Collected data
========

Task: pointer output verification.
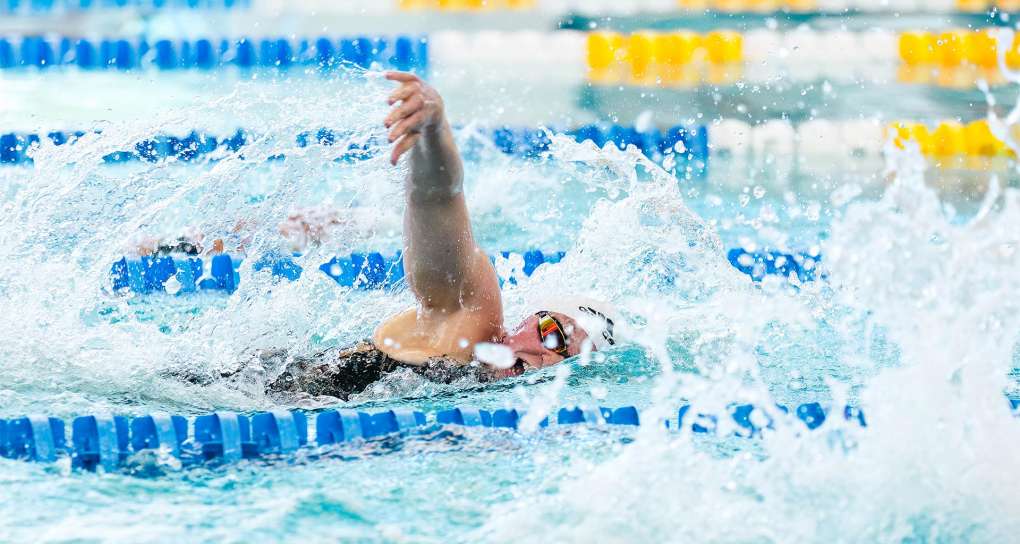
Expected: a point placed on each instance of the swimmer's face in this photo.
(527, 346)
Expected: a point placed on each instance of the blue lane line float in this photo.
(409, 53)
(108, 442)
(374, 270)
(35, 7)
(689, 160)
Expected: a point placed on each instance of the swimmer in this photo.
(459, 304)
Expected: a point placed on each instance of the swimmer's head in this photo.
(561, 328)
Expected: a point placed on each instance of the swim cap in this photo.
(600, 319)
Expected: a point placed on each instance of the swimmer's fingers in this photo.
(404, 92)
(408, 125)
(402, 77)
(405, 109)
(403, 145)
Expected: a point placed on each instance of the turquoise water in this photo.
(917, 323)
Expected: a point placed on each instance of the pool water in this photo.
(917, 323)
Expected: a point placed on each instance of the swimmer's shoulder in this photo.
(414, 338)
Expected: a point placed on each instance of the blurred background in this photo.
(777, 91)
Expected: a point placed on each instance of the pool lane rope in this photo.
(181, 276)
(223, 437)
(409, 53)
(685, 144)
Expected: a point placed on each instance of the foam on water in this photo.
(934, 463)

========

- THE REQUEST: Copy every line of the entries above again, requests included, and offset each point coordinate in the answers by adding 125 to it. Leave the pictures out.

- EXERCISE RESULT:
Task: pointer output verification.
Expected: a point placed on each instance of the swimmer's face in this photo.
(652, 471)
Expected: a point placed on each instance of the blue lane line float in this photo.
(534, 178)
(233, 567)
(499, 395)
(160, 132)
(814, 285)
Expected: a point placed on each instance of the swimmer in this photo.
(584, 429)
Expected: a point placed on each instance of the swimmer's head in this photo.
(686, 453)
Expected: a point placed on each instance of the swim cap in this photo.
(725, 444)
Expected: a point placed on each instance of the swimmer's fingers in this photo.
(529, 217)
(533, 250)
(527, 202)
(530, 234)
(528, 270)
Expected: a point placed on each instance of the turquoise water in this photo.
(1042, 448)
Expected: a point placed on each instance of the pool water in this photo.
(1042, 448)
Expected: a point placed on each instance of the swimmer's shoulder in this photo.
(539, 463)
Expected: a point placed on each instance of the blurred background in this photo.
(902, 216)
Expected: a point placed on each instance of the pool lane rope in this photo.
(306, 401)
(348, 562)
(534, 178)
(810, 269)
Expected: a point placed on each instance of the foam on water in this photo.
(1059, 588)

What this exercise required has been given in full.